**STATED TASK**
Set out the part of the items that opens with the line containing "Where can you find the tiled" and closes with the line containing "pixel 181 113" as a JSON list of strings, one string per line. Skip blank lines and leave the pictures out.

Begin GIVEN INFORMATION

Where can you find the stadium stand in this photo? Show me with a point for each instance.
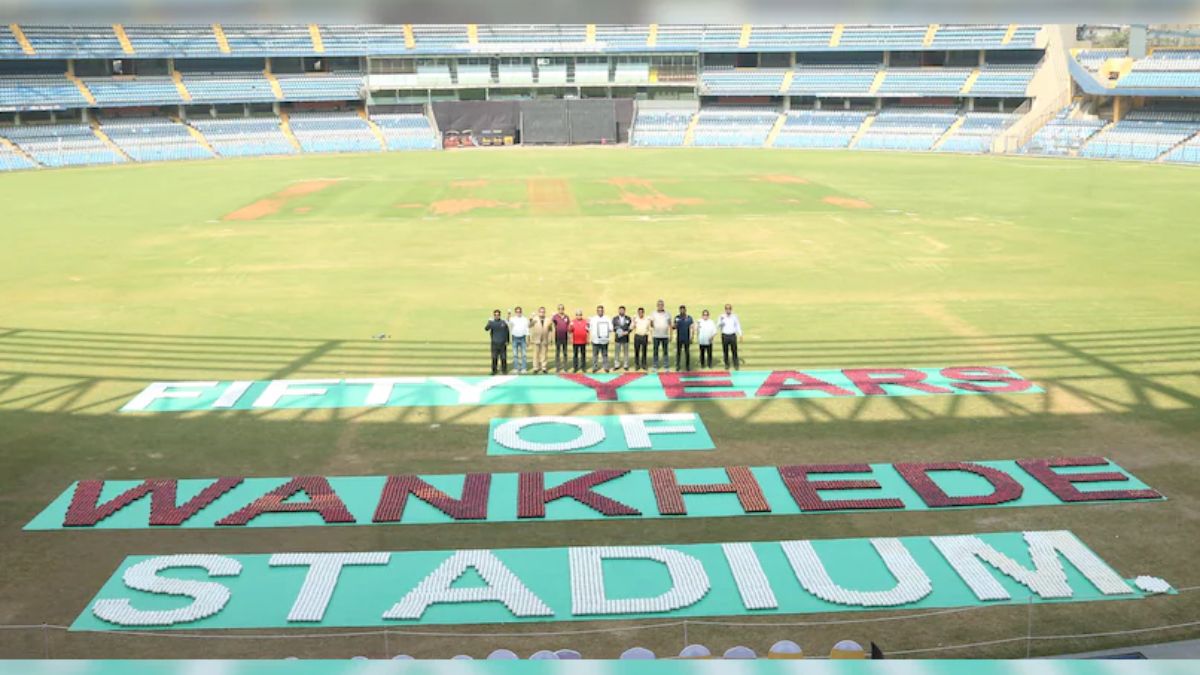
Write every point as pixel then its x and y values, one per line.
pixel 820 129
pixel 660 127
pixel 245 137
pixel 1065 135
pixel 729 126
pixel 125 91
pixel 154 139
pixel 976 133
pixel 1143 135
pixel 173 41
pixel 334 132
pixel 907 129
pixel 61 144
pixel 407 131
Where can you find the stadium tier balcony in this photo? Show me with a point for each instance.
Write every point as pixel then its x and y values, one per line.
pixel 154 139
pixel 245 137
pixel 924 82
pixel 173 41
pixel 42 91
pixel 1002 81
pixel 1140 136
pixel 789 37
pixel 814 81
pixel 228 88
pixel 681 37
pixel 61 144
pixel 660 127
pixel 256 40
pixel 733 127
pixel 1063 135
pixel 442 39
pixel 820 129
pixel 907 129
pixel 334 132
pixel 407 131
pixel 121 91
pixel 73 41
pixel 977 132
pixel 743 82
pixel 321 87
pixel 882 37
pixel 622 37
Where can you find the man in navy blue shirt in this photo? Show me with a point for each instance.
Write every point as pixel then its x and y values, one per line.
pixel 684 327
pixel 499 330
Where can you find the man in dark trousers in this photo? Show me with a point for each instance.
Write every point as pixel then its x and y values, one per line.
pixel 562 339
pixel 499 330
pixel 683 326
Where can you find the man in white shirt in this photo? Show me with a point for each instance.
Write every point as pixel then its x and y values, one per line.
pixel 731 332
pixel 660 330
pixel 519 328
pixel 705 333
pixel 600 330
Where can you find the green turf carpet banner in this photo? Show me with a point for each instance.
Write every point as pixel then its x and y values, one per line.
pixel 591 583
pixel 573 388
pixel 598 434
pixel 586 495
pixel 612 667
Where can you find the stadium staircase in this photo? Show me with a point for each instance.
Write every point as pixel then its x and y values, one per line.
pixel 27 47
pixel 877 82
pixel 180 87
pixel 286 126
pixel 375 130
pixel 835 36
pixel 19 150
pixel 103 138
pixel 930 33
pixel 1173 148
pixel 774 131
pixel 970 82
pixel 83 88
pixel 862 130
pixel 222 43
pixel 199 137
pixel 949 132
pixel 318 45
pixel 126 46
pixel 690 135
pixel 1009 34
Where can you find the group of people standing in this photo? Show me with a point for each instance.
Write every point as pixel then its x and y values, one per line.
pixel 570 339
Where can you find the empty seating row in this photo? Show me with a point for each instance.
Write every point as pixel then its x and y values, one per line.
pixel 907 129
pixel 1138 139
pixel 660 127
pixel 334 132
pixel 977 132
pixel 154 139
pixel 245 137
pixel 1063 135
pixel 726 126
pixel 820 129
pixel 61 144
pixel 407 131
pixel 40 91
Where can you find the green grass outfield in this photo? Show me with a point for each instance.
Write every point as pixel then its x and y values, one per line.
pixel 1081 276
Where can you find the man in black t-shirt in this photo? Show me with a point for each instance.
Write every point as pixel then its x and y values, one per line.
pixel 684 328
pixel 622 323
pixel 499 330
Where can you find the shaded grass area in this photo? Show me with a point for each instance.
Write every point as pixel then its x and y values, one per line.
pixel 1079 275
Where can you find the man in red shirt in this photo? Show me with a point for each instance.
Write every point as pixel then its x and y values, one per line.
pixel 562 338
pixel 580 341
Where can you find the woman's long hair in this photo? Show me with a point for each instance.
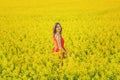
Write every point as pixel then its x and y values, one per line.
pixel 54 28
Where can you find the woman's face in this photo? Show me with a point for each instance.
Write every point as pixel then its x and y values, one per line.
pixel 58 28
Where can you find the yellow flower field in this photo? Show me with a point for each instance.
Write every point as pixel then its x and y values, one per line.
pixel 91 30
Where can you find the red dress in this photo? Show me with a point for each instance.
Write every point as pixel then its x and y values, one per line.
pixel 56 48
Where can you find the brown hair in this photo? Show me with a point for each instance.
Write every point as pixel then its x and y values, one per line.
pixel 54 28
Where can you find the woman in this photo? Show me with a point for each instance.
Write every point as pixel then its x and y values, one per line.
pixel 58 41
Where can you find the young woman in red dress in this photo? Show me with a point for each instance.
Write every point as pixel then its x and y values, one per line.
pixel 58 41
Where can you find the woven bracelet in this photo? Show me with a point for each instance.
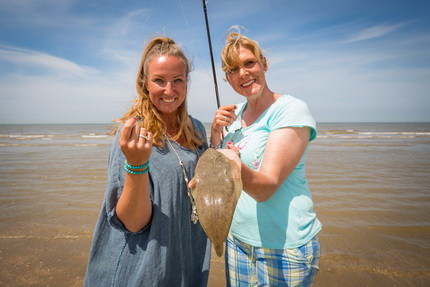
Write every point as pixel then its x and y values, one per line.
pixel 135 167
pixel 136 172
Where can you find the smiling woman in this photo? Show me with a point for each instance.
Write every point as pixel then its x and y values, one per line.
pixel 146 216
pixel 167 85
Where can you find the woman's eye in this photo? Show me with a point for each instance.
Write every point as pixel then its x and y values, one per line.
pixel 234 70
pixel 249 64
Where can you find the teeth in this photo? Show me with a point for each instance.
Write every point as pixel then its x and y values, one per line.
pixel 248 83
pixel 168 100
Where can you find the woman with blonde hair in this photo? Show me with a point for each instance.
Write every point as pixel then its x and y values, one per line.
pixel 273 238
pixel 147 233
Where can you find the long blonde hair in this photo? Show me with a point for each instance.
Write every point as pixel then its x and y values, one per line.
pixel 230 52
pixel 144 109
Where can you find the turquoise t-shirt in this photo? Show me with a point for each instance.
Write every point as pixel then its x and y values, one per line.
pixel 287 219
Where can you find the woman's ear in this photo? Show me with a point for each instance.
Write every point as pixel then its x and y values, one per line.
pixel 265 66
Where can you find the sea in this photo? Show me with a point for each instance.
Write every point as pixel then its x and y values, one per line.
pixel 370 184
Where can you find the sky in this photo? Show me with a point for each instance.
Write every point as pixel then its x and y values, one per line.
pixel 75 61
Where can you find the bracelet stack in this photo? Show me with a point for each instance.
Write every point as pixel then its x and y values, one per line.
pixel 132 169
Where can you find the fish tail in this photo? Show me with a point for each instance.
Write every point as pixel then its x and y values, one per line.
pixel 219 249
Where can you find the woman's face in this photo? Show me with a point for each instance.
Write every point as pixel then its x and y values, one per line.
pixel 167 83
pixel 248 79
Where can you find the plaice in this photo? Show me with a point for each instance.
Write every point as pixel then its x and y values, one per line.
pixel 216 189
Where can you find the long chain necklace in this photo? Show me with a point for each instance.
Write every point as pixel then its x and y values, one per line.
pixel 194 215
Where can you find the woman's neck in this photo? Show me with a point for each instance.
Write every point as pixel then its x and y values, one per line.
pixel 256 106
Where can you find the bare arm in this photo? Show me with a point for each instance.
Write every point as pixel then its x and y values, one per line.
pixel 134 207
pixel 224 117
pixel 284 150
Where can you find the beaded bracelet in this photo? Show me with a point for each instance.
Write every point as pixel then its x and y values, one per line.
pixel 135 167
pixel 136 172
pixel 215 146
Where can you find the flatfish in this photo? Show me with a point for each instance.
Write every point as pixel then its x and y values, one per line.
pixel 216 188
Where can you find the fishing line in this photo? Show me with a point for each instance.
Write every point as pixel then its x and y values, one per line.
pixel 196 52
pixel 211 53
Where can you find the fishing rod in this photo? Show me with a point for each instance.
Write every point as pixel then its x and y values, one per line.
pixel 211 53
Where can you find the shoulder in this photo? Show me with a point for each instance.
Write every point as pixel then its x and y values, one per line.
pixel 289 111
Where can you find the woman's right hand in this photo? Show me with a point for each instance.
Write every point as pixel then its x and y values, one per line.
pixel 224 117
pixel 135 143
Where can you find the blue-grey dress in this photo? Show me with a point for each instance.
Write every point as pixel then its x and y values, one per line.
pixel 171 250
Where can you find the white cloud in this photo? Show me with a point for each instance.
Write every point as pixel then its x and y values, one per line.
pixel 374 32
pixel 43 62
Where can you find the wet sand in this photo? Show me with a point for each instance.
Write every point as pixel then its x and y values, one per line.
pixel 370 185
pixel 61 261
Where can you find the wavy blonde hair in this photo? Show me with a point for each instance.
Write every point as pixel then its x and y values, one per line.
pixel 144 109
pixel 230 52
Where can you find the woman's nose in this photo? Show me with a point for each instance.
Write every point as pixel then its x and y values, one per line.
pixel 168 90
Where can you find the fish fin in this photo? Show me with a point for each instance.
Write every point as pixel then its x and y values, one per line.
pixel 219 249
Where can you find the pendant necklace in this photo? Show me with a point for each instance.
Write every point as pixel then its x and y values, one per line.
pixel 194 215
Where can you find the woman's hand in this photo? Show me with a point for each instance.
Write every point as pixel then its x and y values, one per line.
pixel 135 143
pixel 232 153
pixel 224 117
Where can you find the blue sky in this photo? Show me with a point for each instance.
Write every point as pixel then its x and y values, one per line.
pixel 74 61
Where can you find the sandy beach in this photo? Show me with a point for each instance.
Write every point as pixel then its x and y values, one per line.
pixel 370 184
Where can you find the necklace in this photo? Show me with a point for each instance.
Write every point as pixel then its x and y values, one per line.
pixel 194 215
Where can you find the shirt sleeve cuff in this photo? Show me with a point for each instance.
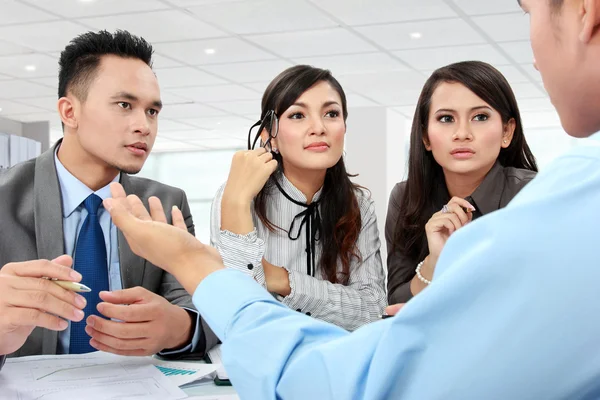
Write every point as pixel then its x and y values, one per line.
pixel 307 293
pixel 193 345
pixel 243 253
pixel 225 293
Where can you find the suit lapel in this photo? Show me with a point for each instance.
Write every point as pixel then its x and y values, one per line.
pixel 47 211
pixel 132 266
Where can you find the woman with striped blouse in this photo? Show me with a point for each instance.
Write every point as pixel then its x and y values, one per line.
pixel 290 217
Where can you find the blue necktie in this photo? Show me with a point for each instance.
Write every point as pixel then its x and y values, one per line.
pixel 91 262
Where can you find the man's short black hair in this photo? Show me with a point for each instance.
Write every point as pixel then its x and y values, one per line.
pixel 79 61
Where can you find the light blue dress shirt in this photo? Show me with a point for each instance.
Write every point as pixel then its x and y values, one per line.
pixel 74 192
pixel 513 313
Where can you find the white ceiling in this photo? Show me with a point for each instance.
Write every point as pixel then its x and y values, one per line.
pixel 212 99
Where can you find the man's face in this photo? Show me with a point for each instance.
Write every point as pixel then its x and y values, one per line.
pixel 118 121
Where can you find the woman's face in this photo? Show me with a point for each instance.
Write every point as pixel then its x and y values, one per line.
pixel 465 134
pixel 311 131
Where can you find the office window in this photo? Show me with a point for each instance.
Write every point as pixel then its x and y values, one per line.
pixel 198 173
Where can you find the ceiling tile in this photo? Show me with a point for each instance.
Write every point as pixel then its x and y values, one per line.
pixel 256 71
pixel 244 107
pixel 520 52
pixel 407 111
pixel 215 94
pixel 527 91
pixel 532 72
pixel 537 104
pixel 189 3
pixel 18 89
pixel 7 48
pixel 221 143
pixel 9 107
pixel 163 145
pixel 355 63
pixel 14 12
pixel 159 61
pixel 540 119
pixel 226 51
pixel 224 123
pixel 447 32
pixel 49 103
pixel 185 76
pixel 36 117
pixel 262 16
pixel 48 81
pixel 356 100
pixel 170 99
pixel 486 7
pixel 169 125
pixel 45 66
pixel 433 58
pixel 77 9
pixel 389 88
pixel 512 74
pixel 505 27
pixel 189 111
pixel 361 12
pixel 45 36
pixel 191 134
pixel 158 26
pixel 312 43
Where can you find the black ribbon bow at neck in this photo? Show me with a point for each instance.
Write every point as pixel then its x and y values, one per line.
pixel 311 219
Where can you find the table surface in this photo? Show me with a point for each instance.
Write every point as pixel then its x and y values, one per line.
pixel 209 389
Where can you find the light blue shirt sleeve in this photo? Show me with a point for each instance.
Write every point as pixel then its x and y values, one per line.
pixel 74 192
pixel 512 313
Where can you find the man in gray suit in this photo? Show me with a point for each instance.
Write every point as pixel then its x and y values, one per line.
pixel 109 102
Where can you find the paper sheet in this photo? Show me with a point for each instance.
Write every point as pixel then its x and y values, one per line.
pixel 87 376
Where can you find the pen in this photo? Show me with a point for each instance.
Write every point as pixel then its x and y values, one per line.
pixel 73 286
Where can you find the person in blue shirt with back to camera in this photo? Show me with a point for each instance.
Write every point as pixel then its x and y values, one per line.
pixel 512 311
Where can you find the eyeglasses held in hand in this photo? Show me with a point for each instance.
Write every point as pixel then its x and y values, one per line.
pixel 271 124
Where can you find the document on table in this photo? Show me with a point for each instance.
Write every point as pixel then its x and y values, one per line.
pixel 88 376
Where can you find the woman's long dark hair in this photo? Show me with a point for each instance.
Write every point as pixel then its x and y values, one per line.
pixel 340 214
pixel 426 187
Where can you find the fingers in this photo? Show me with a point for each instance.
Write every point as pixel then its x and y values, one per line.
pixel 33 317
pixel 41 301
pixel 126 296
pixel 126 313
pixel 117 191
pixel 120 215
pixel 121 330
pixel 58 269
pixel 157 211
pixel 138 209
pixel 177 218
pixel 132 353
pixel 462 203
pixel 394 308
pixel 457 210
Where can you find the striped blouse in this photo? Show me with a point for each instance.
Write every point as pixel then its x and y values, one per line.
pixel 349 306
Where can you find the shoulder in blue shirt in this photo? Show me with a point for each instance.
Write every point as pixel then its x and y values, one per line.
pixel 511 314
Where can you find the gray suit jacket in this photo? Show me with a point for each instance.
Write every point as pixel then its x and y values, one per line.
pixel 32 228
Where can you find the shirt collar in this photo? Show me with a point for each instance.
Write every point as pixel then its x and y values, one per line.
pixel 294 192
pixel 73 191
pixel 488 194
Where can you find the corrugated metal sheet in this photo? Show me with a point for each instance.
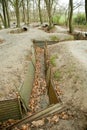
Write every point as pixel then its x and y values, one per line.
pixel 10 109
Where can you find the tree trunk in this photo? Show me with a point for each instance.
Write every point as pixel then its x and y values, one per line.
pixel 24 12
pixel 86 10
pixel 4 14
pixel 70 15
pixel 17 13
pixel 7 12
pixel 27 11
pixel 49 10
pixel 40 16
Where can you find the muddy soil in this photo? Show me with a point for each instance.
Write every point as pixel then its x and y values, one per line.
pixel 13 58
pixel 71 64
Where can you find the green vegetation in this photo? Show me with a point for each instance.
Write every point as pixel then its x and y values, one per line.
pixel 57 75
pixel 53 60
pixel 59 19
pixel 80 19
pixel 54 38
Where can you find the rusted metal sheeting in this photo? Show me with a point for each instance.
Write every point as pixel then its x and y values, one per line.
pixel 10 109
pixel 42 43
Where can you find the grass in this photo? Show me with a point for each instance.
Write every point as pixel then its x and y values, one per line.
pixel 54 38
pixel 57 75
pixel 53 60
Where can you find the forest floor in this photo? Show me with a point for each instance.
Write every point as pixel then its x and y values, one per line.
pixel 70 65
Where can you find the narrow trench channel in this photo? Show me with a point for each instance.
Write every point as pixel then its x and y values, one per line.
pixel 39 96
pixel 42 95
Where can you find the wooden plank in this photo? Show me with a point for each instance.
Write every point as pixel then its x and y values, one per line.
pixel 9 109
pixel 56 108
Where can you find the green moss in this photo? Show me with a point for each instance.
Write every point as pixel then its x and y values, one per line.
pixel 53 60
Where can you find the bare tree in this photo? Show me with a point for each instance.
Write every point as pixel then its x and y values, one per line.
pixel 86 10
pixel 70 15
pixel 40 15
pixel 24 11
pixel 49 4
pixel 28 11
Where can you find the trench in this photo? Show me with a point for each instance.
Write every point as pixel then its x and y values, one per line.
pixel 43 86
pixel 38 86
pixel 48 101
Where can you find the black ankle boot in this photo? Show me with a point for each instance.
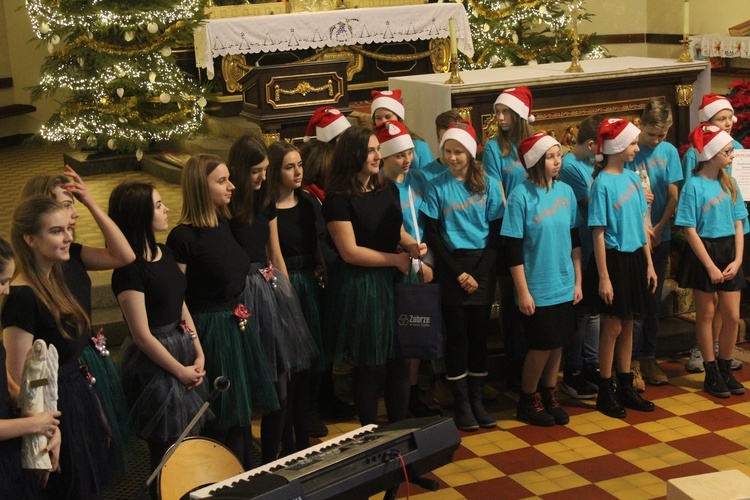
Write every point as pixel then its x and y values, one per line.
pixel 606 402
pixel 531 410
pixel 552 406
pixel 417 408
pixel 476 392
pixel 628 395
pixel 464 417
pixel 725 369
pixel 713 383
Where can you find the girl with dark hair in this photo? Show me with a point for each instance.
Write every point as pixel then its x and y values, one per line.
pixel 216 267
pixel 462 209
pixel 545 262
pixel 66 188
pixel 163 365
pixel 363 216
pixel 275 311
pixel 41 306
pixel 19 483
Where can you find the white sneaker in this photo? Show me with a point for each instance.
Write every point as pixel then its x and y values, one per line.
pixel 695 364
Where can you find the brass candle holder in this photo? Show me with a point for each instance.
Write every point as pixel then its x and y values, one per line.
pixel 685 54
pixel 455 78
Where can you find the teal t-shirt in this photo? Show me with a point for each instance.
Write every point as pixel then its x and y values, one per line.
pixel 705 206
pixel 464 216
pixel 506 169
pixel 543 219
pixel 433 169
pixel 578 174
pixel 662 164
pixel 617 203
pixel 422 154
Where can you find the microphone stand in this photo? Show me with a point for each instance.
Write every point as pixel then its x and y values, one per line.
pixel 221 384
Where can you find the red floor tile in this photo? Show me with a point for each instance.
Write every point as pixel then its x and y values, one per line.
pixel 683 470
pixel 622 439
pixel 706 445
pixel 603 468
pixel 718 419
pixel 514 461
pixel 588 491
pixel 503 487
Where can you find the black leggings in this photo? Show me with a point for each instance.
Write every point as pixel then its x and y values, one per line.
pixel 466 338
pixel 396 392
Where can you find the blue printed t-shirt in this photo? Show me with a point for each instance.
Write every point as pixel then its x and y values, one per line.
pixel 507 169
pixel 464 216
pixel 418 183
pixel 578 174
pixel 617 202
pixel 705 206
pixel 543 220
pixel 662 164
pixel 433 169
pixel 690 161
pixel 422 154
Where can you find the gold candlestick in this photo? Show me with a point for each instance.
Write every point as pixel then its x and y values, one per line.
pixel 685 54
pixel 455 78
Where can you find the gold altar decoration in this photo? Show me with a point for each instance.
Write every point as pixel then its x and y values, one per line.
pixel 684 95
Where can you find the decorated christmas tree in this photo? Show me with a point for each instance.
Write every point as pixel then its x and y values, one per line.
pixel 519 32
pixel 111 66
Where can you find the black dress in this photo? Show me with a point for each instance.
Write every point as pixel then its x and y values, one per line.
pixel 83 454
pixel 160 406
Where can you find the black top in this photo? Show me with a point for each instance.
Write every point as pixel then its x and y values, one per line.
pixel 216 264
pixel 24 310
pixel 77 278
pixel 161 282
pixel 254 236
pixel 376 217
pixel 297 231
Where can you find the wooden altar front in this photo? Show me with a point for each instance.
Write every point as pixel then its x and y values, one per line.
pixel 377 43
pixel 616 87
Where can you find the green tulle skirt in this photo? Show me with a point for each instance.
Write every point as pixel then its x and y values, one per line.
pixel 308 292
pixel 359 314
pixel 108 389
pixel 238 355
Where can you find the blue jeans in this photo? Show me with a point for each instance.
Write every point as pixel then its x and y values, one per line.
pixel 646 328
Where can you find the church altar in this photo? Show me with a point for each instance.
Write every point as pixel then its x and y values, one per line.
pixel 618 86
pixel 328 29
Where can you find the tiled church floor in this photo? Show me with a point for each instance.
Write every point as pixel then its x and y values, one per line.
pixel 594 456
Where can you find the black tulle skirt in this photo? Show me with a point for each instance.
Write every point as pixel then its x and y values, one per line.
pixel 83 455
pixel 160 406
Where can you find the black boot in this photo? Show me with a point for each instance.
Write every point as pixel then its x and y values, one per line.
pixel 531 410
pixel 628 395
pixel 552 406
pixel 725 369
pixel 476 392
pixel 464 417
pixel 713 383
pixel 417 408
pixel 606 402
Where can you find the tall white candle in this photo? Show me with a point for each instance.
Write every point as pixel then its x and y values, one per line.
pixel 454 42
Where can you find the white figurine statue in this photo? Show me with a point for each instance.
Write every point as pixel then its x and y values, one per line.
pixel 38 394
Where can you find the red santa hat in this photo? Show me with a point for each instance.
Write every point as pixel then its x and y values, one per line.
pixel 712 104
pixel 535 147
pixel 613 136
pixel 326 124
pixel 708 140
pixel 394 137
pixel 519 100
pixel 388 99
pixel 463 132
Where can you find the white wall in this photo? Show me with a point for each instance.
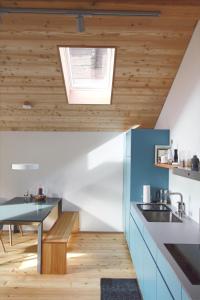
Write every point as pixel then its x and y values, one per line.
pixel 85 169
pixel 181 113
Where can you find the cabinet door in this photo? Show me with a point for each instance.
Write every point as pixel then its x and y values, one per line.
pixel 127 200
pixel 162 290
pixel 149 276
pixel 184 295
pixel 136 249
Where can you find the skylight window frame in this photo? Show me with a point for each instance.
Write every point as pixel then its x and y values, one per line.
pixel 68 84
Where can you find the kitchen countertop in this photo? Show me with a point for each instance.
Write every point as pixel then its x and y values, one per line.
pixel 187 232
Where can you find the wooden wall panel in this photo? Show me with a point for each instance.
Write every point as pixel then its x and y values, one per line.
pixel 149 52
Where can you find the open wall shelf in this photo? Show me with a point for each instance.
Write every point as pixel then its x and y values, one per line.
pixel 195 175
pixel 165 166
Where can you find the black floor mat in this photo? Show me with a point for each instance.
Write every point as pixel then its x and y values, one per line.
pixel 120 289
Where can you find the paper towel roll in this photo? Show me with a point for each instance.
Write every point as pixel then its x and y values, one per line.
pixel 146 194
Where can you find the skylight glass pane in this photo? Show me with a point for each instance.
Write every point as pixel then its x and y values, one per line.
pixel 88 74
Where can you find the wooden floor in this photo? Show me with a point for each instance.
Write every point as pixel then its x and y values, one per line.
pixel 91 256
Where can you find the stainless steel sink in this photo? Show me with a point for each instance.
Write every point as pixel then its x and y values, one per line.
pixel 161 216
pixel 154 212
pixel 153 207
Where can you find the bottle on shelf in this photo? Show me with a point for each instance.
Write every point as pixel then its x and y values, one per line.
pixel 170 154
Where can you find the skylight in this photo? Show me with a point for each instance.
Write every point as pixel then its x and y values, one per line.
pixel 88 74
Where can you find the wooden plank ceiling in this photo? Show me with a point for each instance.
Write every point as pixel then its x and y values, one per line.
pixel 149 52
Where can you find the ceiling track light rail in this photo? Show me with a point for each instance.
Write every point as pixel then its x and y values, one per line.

End GIVEN INFORMATION

**ANSWER FOR THE TASK**
[
  "Where can you find the tiled church floor in this photo? Show me with a point for each instance.",
  "Write every point as pixel then its x and y values, one per line.",
  "pixel 594 456",
  "Where can you find the black tulle skirt in this photo? Show me with a point for each instance.",
  "Write every point as pixel then its x and y values, one per line.",
  "pixel 83 455",
  "pixel 160 406",
  "Where can you find the black boot in this photo? Show me with a point for each instance.",
  "Write every point as pixel then its x and y values, one per line.",
  "pixel 531 410",
  "pixel 628 395",
  "pixel 552 406",
  "pixel 725 369",
  "pixel 476 392",
  "pixel 464 417",
  "pixel 713 383",
  "pixel 417 408",
  "pixel 606 402",
  "Where can you find the tall white candle in this photo? Show me with a point for each instance.",
  "Write every point as pixel then its x and y values, one per line.",
  "pixel 454 42",
  "Where can you find the white figurine statue in this photo? Show me with a point for each instance.",
  "Write every point as pixel then its x and y values, one per line.",
  "pixel 38 394",
  "Where can you find the red santa hat in this photo? Show me with a point for each instance.",
  "Write every point as pixel then its x and y values, one per line.",
  "pixel 712 104",
  "pixel 535 147",
  "pixel 613 136",
  "pixel 326 124",
  "pixel 708 140",
  "pixel 394 137",
  "pixel 519 100",
  "pixel 388 99",
  "pixel 463 132",
  "Where can you find the white wall in this photo? Show me with a point for each instance.",
  "Write every point as pixel then its x and y values, one per line.",
  "pixel 85 169",
  "pixel 181 113"
]